Datos de anotación por puntos:
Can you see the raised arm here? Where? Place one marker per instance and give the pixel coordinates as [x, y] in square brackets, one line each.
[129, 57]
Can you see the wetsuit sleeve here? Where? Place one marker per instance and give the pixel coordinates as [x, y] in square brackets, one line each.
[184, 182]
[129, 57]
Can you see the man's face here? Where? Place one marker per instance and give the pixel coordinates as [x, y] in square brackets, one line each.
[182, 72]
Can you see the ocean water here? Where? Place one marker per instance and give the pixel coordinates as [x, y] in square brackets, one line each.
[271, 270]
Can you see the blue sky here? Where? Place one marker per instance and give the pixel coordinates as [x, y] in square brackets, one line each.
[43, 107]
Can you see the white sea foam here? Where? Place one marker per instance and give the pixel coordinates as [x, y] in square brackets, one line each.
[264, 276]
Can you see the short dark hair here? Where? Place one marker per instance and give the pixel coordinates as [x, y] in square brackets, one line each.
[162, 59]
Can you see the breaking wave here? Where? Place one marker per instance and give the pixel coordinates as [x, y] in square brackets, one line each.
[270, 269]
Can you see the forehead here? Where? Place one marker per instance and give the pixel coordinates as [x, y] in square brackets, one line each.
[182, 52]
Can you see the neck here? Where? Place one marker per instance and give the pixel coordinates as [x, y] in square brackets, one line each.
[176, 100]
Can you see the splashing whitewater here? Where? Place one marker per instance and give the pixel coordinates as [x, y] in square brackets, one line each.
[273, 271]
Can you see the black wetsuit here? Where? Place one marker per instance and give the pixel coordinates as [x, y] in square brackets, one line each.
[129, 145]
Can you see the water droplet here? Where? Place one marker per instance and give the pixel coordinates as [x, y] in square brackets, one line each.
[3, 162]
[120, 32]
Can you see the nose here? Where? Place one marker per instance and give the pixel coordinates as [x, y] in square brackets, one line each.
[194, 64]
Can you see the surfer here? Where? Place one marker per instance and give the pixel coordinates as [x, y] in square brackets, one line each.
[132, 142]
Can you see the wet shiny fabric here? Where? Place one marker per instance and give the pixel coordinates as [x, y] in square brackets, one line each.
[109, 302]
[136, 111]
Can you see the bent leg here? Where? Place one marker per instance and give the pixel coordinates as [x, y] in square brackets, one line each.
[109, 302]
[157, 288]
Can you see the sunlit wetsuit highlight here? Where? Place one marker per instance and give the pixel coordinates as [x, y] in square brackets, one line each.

Ejercicio propuesto
Pasa todas las líneas de los ítems de arriba a una lista JSON de cadenas, una cadena por línea, sin incluir las líneas en blanco.

Resultado correcto
[
  "Can you see the raised arm here? Where? Place one marker per instance and give the pixel coordinates as [x, y] in square brackets, one line each.",
  "[129, 57]",
  "Can you see the wetsuit sleeve here? Where? Place one marker per instance and give the pixel coordinates as [x, y] in square brackets, one line each.",
  "[184, 182]",
  "[129, 57]",
  "Can you see the man's face here? Where? Place one marker per instance and give the pixel coordinates as [x, y] in square brackets, one line each.",
  "[182, 72]",
  "Can you see the ocean water here? Where? Place one marker per instance and give the pixel coordinates as [x, y] in square brackets, one line each.",
  "[271, 270]",
  "Can you see the blue sky here? Where? Place one marker per instance and give the pixel coordinates as [x, y] in square brackets, one line each.",
  "[43, 107]",
  "Can you see the white sea foam here? Where? Place one marker per instance and give the pixel coordinates as [x, y] in square brackets, one line each.",
  "[264, 276]",
  "Can you see the short dark hair here? Where? Place one marker per instance and give the pixel coordinates as [x, y] in square brackets, one line each.",
  "[162, 59]",
  "Can you see the breaking wave here? Where? Place one marker per instance and give the pixel coordinates as [x, y] in square brackets, one line each.",
  "[270, 269]",
  "Can you see the forehead here? Where? Place one marker per instance and give the pixel coordinates as [x, y] in square brackets, one line each.",
  "[182, 52]",
  "Can you see the neck here? Where? Place one marker per instance and give the pixel coordinates as [x, y] in square brackets, one line each.",
  "[176, 100]",
  "Can you see the splashing whitewater here? Where? Place one marker per instance and give the pixel coordinates as [x, y] in square brackets, one line each.",
  "[273, 271]",
  "Can you see the black wetsuit here? Where? Place one marker per instance and give the pixel coordinates as [x, y] in square brackets, one line each.",
  "[129, 145]",
  "Can you see the water droplet here? Where? Place one marker per instance and give the pixel coordinates as [x, y] in square brackets, one line each.",
  "[3, 162]",
  "[120, 32]",
  "Can you see the nose here? Where? Place one marker per instance and give the pixel coordinates as [x, y] in square brackets, one line each.",
  "[194, 64]",
  "Can you see the surfer here? Where? Place one marker per instance and give the pixel coordinates as [x, y] in square brackets, one line each.",
  "[132, 142]",
  "Can you see the wet shiny fabric here? Where? Place one marker per instance and give the pixel coordinates as [x, y] in square brackets, one line each.",
  "[109, 302]",
  "[136, 111]",
  "Can you see the bent leg here? Where? Place one marker per instance and give the pixel coordinates as [x, y] in square brackets, one line each.",
  "[109, 302]",
  "[157, 288]",
  "Can you see the sunlit wetsuit highlight here? Where? Place one marker per instance and give the pixel coordinates as [x, y] in square brackets, one line each."
]